(begin)

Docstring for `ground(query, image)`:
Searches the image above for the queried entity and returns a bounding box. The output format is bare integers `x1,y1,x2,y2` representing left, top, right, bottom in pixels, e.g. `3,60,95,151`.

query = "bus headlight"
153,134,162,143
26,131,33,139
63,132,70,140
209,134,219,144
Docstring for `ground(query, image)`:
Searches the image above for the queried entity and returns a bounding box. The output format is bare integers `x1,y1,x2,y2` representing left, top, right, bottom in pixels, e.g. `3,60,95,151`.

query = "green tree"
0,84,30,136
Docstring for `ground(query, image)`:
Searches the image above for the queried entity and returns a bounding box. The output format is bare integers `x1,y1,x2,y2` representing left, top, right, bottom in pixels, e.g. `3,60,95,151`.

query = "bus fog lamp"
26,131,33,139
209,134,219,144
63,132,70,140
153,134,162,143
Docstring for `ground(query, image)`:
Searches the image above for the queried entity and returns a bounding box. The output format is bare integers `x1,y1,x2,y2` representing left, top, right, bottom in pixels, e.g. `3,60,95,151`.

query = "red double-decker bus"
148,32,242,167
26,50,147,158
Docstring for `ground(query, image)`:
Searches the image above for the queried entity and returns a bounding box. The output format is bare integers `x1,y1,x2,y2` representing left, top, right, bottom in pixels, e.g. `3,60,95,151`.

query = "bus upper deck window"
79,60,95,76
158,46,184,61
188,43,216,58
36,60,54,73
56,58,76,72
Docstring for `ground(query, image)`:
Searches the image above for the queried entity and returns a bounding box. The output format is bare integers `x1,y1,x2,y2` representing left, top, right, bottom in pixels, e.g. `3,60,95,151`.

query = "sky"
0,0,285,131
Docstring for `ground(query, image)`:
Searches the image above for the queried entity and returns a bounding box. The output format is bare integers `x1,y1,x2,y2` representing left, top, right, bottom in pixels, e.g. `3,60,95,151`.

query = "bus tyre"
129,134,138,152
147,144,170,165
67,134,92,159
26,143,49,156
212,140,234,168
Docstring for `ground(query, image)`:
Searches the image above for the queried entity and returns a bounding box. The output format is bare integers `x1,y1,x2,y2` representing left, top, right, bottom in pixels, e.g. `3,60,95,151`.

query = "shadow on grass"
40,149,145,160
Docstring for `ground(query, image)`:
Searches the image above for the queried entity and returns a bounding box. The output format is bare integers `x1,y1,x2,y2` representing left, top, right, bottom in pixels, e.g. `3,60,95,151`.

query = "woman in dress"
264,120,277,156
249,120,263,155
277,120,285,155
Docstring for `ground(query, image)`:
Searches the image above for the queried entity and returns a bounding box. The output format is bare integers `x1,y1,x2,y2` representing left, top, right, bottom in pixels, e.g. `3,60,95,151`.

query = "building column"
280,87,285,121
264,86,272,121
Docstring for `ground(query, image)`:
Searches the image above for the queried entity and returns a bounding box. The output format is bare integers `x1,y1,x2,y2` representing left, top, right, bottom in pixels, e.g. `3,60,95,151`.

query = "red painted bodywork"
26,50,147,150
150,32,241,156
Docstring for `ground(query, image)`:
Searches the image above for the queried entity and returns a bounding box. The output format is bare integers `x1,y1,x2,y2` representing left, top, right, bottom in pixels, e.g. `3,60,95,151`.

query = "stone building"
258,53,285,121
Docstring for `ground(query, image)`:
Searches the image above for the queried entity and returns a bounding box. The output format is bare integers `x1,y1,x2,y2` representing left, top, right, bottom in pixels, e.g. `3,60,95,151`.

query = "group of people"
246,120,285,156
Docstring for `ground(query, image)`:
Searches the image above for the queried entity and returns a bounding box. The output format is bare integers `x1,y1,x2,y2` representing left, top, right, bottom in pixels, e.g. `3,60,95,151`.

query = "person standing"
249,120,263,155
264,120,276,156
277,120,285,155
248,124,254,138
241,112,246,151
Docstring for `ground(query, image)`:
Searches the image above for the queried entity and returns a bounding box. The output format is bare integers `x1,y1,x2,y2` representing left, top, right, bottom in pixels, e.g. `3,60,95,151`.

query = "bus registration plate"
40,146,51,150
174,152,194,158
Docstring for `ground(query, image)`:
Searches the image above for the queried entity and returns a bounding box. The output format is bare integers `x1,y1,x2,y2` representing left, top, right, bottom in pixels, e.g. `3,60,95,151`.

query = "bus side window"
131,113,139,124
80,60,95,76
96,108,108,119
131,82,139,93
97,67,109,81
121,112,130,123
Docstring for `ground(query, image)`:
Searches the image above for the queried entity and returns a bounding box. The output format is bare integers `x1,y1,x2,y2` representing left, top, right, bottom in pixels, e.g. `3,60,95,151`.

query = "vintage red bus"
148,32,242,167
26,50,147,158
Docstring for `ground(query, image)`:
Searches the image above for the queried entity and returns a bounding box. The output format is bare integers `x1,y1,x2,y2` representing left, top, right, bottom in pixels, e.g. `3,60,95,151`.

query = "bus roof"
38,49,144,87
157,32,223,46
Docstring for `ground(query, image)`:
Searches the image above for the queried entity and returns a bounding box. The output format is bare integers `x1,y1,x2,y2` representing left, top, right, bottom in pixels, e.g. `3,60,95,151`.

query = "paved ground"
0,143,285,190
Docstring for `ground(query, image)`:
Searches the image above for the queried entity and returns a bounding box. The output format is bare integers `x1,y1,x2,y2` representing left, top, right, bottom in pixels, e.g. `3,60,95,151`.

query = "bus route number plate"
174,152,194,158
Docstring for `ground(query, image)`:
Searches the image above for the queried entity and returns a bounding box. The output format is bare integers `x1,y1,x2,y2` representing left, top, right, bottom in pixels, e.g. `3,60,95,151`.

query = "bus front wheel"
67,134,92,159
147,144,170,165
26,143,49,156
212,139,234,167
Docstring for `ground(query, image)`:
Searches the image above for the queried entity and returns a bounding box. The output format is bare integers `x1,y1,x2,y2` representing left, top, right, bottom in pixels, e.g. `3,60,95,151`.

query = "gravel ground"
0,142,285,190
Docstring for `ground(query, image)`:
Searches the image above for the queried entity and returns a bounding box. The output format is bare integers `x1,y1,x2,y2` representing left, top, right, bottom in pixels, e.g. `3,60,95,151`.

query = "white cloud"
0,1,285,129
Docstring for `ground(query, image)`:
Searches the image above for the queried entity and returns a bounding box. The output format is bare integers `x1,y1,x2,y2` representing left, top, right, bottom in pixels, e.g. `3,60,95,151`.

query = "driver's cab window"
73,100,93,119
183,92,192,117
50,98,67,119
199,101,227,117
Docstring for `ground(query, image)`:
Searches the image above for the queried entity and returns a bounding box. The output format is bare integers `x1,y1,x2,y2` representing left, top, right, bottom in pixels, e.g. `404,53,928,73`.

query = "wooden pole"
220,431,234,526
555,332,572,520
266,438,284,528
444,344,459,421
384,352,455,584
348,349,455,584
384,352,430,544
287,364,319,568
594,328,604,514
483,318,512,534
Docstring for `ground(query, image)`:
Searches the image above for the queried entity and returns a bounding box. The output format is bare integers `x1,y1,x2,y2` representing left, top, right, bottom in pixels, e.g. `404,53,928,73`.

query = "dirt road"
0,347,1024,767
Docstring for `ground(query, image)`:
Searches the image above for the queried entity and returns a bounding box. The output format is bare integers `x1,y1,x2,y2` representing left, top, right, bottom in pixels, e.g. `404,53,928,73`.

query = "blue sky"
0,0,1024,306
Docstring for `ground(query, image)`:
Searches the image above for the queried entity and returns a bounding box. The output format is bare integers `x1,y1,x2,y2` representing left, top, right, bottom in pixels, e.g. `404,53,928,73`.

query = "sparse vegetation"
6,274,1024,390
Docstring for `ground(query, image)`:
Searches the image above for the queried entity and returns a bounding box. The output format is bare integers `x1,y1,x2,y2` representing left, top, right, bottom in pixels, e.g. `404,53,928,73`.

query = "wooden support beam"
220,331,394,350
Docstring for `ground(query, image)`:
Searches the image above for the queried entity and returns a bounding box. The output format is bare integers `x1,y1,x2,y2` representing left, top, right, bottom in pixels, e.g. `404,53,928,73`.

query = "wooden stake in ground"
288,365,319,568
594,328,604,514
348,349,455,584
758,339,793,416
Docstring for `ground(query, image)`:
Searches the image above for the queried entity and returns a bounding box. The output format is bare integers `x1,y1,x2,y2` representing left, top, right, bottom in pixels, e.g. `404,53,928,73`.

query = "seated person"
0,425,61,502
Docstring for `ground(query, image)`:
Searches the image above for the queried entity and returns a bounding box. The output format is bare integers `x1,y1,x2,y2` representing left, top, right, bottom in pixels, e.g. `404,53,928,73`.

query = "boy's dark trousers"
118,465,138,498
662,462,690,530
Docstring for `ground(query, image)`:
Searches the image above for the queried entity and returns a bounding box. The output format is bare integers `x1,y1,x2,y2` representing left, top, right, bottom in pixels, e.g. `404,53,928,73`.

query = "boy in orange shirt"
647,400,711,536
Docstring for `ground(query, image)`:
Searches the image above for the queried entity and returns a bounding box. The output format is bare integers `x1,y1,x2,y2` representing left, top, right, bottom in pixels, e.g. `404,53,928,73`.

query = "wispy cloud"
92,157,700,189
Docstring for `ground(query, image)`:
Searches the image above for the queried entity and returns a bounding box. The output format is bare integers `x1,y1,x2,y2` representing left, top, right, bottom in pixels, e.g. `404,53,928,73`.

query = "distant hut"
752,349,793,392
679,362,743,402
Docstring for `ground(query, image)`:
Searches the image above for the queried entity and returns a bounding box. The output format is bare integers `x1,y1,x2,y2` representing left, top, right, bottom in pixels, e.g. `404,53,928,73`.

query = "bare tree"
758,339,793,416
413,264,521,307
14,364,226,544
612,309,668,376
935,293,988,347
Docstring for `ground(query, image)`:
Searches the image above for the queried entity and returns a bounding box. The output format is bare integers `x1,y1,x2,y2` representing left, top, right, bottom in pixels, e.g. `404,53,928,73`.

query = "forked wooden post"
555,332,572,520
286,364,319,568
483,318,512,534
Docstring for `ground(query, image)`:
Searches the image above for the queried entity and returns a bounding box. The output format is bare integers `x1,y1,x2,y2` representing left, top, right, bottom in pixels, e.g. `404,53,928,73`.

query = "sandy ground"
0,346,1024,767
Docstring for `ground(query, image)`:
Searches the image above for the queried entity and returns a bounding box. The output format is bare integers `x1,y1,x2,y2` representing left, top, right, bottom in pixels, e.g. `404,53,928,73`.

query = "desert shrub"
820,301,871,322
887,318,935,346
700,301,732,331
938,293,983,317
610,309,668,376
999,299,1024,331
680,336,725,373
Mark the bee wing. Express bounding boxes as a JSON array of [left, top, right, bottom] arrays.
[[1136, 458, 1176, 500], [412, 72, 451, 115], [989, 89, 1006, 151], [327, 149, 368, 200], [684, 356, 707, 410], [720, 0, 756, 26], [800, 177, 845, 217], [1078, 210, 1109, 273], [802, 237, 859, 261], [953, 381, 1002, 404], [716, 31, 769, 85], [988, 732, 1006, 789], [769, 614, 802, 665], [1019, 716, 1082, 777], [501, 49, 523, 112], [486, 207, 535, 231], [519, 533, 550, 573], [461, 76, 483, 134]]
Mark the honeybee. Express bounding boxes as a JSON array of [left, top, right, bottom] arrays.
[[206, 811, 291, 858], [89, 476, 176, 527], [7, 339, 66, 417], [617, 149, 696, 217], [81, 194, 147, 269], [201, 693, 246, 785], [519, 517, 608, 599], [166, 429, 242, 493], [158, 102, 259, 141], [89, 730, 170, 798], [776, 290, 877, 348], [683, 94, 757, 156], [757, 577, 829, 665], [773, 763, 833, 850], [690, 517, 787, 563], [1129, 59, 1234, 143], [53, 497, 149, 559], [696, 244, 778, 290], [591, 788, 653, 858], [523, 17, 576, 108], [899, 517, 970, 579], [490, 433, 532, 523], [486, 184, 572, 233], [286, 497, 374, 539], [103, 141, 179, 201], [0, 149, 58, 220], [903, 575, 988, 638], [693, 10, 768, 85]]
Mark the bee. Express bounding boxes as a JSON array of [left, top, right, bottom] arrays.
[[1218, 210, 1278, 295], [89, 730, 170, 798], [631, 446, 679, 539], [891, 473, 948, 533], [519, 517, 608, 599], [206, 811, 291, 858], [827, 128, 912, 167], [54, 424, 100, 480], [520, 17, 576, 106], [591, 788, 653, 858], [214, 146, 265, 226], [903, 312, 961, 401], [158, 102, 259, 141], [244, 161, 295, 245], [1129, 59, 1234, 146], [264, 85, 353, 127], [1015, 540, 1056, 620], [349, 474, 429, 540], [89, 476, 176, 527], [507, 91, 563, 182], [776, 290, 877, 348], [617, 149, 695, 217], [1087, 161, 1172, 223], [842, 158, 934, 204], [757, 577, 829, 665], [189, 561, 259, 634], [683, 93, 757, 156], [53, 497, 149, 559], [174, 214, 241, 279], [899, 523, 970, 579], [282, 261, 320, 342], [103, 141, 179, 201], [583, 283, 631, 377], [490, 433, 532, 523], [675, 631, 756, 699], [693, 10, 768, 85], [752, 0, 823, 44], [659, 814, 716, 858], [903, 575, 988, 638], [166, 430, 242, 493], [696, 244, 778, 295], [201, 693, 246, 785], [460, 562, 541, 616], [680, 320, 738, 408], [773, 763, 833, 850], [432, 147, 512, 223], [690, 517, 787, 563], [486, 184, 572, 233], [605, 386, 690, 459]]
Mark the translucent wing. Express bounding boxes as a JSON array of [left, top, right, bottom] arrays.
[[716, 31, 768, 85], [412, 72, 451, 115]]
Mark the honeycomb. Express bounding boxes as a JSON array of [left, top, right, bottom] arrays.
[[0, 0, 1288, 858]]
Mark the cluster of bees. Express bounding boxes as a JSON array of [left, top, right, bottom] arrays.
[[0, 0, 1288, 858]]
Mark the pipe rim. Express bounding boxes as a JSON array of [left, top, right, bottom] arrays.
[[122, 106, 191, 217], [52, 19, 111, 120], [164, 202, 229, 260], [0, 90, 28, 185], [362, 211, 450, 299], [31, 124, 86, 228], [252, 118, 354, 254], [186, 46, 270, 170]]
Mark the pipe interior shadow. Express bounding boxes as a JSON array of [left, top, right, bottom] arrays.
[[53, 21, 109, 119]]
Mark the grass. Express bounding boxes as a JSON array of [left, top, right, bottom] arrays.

(end)

*What the task asks:* Copy out, word for word, every line from the one containing "Mark the pipe interior" up to and including the last line of the items.

*Answer below:*
Mark the pipe interior shadow. Express bounding boxes as a JSON array of [left, top, right, bottom] arrays.
[[53, 21, 109, 119]]
Mark the grass. Express bounding boxes as a JSON array of [left, top, right, bottom] arrays.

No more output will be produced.